* **AUFGABENSTELLUNG**
1. Kürze den Absatz im Textauszug über OSTSPORT.TV, der mit „Die TV-Vermarktungsrechte für die Regionalliga Nordost“ beginnt, zu einer Stichpunktliste mit seinen Hauptfakten.
2. Schreib den Textauszug über OSTSPORT.TV bitte ab seinem letzten Satz fort.

* **TEXTAUSZUG**
======

„Es wird definitiv keine Bezahlschranke geben“ – OSTSPORT.TV-Macher Heiko Mallwitz im Interview

Die TV-Vermarktungsrechte für die Regionalliga Nordost wechseln im Sommer für die kommenden vier Jahre zu OSTSPORT.TV. Das Streaming-Start-up verspricht, kostenfrei alle Tore in der Zusammenfassung und ausgewählte Top-Spiele live zu zeigen. Die Plattform befindet sich noch im Aufbau. CHEMISCHES ELEMENT sprach mit OSTSPORT.TV-Mediendirektor Heiko Mallwitz (53) darüber, wie die fixe Idee binnen weniger Wochen Wirklichkeit wurde, wie ohne Bezahlinhalte Geld verdient werden soll und was Vereine und Fans zu erwarten haben.

======

* **DATENZEILEN**

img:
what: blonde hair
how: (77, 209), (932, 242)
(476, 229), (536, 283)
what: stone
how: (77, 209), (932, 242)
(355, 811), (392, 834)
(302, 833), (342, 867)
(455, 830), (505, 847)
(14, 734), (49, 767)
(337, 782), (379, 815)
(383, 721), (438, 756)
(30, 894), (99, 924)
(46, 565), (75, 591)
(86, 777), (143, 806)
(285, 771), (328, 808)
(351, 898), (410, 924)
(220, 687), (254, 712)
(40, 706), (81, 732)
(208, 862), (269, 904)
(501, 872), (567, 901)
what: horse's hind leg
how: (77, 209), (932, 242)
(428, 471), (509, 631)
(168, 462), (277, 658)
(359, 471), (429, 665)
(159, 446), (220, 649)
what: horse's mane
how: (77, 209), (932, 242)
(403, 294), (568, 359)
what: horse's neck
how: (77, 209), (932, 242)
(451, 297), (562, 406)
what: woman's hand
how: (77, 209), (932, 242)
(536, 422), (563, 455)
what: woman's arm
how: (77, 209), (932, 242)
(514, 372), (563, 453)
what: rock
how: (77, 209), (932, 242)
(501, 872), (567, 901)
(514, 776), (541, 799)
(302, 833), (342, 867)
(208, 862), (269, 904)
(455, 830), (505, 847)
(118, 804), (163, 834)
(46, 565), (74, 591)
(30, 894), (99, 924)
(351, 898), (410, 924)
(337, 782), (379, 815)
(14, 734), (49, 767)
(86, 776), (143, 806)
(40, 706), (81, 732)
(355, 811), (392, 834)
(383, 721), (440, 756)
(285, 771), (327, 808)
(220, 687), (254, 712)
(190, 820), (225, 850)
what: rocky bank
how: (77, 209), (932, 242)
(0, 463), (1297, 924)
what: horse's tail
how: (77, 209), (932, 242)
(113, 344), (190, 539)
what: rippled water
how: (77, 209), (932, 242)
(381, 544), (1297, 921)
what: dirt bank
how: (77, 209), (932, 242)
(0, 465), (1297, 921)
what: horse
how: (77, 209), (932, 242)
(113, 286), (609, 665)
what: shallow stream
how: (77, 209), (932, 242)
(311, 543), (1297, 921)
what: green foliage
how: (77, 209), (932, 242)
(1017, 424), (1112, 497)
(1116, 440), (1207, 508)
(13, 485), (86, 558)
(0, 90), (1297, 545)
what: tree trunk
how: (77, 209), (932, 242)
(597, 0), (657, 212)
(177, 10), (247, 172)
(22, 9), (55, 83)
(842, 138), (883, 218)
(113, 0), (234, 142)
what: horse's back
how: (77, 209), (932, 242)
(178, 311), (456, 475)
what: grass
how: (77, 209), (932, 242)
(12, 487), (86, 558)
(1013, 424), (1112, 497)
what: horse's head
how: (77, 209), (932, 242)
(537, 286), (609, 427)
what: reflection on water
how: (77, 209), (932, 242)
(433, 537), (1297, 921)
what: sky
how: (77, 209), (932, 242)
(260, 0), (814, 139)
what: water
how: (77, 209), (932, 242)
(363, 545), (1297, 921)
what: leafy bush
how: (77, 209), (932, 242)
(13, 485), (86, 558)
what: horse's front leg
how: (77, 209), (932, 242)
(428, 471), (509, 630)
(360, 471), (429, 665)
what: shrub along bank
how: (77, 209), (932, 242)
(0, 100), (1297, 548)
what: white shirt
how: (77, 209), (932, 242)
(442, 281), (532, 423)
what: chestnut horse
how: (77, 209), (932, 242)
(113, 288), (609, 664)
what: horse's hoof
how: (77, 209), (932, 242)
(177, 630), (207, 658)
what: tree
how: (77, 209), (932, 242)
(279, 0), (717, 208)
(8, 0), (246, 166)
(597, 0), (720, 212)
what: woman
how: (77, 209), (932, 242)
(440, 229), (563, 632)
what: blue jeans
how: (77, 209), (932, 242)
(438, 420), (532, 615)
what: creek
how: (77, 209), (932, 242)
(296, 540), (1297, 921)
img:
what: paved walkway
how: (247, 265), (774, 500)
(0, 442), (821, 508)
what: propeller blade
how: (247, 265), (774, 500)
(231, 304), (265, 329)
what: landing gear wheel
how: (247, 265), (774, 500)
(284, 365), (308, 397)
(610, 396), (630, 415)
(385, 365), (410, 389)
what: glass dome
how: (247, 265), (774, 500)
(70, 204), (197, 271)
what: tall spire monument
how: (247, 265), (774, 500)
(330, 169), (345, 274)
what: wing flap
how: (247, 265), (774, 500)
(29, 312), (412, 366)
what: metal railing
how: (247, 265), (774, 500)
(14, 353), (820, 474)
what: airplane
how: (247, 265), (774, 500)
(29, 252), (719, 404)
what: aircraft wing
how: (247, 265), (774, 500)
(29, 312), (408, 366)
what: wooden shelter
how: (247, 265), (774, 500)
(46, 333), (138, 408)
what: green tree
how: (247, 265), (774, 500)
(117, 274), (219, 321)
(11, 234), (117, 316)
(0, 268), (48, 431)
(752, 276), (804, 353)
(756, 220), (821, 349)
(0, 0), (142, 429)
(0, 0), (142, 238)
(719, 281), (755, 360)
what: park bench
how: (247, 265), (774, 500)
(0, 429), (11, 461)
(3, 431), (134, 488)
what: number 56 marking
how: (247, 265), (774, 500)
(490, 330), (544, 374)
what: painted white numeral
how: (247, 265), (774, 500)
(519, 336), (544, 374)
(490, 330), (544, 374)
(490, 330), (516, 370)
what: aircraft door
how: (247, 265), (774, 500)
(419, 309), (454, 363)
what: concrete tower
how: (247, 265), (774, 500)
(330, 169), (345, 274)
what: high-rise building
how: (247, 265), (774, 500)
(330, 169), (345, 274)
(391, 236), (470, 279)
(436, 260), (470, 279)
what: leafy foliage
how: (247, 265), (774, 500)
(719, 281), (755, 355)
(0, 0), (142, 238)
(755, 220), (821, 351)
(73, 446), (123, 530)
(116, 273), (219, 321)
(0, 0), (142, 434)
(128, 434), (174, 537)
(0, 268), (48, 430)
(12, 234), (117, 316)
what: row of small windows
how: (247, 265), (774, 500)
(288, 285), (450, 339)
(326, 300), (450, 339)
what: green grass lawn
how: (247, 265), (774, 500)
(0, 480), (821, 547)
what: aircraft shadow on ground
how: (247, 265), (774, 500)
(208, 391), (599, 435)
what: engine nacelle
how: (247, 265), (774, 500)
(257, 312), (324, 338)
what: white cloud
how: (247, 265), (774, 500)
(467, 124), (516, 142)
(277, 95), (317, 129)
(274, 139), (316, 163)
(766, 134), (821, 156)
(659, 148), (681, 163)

======

* **LÖSUNGEN**
1.
- Die TV-Vermarktungsrechte der Regionalliga Nordost gehen im Sommer für vier Jahre an OSTSPORT.TV.
- Das Streaming-Start-up will kostenlos alle Tore in der Zusammenfassung und ausgewählte Top-Spiele live zeigen.
- Die Plattform ist noch im Aufbau.
- CHEMISCHES ELEMENT sprach mit Mediendirektor Heiko Mallwitz (53) darüber, wie die Idee binnen weniger Wochen Wirklichkeit wurde, wie ohne Bezahlinhalte Geld verdient werden soll und was Vereine und Fans erwartet.

2.
OSTSPORT.TV-Mediendirektor Heiko Mallwitz
Heiko Mallwitz, geboren 1967 in Potsdam, kommentiert unter anderem Fußball beim Pay-TV-Sender Sky und ist Mediendirektor bei OSTSPORT.TV (Screenshot: YouTube/OstSportTV).

Ich komme aus dem Osten, und der Fußball hier ist einfach genau mein Ding. Da stecken viele spannende Geschichten drin.

Herr Mallwitz, Sie und Ihr Geschäftspartner, der Rechtsanwalt Robert Karehnke, sind die Macher hinter OSTSPORT.TV. Was ist ihr persönlicher Bezug zum ostdeutschen Fußball?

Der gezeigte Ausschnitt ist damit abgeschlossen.